## STATED EXERCISE
Reproduce the lines starting at the one containing "of the bush." and ending at the one containing "200 112 L 202", raising every number in the SVG answers (viewBox dimensions and path coordinates) by 65. Leave out the pictures.

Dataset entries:
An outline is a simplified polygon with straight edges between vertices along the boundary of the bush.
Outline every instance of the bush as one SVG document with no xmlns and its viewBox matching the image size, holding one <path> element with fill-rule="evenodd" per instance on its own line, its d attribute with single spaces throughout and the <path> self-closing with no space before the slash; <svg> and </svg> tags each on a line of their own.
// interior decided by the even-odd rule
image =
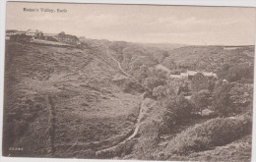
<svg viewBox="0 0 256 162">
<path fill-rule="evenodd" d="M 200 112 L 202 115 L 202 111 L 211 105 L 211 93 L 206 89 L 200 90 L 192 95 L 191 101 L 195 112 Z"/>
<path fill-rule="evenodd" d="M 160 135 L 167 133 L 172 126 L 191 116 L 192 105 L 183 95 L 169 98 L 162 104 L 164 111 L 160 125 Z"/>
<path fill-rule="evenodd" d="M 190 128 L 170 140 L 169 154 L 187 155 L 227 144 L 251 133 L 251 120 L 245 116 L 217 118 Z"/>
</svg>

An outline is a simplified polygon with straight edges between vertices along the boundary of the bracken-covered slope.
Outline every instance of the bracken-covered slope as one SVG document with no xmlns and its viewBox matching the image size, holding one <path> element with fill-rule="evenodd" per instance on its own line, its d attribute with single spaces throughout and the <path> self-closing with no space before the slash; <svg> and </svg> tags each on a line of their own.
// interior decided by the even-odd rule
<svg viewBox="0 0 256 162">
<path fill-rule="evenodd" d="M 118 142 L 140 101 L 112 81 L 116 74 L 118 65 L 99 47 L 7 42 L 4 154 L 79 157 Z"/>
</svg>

---

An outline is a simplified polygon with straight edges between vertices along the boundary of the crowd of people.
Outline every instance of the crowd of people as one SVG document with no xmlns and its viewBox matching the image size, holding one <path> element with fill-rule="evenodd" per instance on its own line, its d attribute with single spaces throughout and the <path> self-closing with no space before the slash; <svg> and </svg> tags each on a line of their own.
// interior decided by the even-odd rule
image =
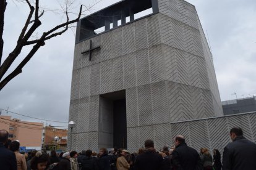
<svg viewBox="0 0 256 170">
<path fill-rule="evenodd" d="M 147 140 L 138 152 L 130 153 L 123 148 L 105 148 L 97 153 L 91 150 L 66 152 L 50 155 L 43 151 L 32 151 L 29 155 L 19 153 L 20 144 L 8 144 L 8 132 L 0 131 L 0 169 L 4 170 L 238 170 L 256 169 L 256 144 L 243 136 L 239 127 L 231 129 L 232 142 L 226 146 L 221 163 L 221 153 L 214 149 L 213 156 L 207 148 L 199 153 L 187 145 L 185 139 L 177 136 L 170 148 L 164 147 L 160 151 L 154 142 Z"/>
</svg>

--

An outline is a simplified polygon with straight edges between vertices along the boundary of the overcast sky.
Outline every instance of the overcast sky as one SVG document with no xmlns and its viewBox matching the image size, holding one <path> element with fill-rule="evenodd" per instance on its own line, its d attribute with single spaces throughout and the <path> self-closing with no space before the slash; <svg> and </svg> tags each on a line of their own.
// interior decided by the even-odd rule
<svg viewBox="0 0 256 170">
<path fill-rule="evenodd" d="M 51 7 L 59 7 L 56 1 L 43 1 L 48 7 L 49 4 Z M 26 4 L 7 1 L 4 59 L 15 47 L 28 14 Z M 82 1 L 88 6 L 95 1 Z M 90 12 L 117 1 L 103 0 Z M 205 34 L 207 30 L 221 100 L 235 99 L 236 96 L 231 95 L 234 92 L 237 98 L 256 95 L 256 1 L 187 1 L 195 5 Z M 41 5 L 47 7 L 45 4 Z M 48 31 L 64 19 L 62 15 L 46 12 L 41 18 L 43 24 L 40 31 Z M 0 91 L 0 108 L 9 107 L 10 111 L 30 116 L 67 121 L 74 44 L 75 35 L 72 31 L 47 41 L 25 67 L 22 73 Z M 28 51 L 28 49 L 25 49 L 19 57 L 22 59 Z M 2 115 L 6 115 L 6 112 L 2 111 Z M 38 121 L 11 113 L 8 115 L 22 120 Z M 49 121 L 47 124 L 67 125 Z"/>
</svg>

## FULL RESPONSE
An outline is a simplified polygon with straight edges between vertices along the boundary of the bush.
Outline every instance of the bush as one SVG document with no xmlns and its viewBox matching the image size, holding one <path> element with fill-rule="evenodd" per instance on its own line, its d attribute with single spaces throughout and the <path> self-closing with no space before the slash; <svg> and </svg> tags each on a line of their own.
// interior decided by the even-odd rule
image =
<svg viewBox="65 65 321 227">
<path fill-rule="evenodd" d="M 265 177 L 267 180 L 267 176 L 276 170 L 276 158 L 271 154 L 265 155 L 257 160 L 256 166 L 260 177 Z"/>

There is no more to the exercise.